Instruction.
All entries should be output exactly as they stand.

Entries supplied.

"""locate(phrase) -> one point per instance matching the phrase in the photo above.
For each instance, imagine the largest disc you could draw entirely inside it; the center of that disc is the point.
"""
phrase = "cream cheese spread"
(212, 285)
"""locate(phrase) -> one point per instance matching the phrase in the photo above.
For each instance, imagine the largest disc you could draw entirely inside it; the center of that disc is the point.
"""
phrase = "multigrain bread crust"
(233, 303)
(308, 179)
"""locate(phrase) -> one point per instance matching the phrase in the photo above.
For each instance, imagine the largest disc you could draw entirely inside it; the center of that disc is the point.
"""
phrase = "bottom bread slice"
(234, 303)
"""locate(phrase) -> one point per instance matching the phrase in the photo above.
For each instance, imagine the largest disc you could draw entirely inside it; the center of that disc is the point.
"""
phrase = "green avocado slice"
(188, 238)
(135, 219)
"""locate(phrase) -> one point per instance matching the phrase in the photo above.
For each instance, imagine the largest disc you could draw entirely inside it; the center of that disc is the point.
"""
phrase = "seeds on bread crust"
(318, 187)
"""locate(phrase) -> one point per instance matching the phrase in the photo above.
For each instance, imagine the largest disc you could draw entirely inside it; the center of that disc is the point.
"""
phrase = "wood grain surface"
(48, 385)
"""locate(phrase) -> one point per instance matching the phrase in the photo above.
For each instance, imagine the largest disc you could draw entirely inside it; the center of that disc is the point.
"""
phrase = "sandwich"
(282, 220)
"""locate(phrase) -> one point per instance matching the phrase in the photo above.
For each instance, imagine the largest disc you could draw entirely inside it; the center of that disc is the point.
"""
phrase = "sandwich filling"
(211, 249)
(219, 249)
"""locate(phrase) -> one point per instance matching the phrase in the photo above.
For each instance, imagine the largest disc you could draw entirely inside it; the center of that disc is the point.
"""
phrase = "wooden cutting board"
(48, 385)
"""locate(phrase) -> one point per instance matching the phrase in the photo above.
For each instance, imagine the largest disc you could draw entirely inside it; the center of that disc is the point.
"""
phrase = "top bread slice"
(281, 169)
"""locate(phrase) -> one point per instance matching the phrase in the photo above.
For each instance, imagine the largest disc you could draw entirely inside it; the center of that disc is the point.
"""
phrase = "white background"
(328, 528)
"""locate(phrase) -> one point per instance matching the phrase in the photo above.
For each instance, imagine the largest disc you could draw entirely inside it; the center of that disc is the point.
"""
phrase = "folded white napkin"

Solution for this exercise.
"""locate(phrase) -> one point per instance matching the phrase in the photo above.
For each instance, imagine the largest disc you could draw entirely inside it; the center of that disc is the point.
"""
phrase = "cream cheese spread"
(212, 285)
"""locate(phrase) -> one point per instance matching the phrase in the photo above.
For each instance, imagine the largest disc you could draw entirely inside it; the center of that disc is the point.
"""
phrase = "multigrain bread crust"
(233, 303)
(308, 179)
"""locate(phrase) -> one point per instance matching the phrase in the photo above.
For each instance, imagine the largest disc you could draw entirely inside it; the center of that disc is the point.
"""
phrase = "bottom bread slice"
(234, 303)
"""locate(phrase) -> one point per instance matching the phrase in the photo above.
For each instance, imagine the largest disc you could draw entirely inside it; the center of that disc is the point.
"""
phrase = "green avocado slice"
(188, 238)
(135, 219)
"""locate(phrase) -> one point per instance matching the phrase in the photo above.
For each instance, imagine the largest disc you could draw entirely inside it; the center of that disc is the point.
"""
phrase = "seeds on bread crust"
(318, 187)
"""locate(phrase) -> one point per instance matching the phrase in the photo above.
For each instance, imagine the largest disc you could draw entirely inside it; the center of that disc is the point.
"""
phrase = "wood grain surface"
(48, 385)
"""locate(phrase) -> one point per instance matching the phrase in the photo above.
For each instance, imagine the largest disc you could draw entirely inside it; the center of that disc is the point.
"""
phrase = "sandwich"
(282, 220)
"""locate(phrase) -> one point per instance matching the phrase in the photo above.
For each instance, imagine the largest disc you could draw entirely inside it; the center of that disc is the point.
"""
phrase = "sandwich filling"
(211, 249)
(219, 249)
"""locate(phrase) -> one point per instance matching the phrase in the photo above.
For each instance, imagine the largest disc you could draw entirely inside it; the center of that disc is the point.
"""
phrase = "wooden cutting board"
(48, 385)
"""locate(phrase) -> one point per instance matching the phrase in the photo above.
For each instance, imagine the largest disc you could draw entirely inside it; the center of that disc is the point.
"""
phrase = "top bread slice"
(281, 169)
"""locate(phrase) -> one point per instance matching the phrase in the photo above.
For each instance, imagine the largest disc you could draw entirely inside it; the center of that disc is the point.
"""
phrase = "white background"
(328, 528)
"""locate(phrase) -> one point per instance matching the phrase in the photo above.
For each instance, imagine the largest disc you could draw entirely inside it; the center of that disc is the point.
"""
phrase = "folded white napkin"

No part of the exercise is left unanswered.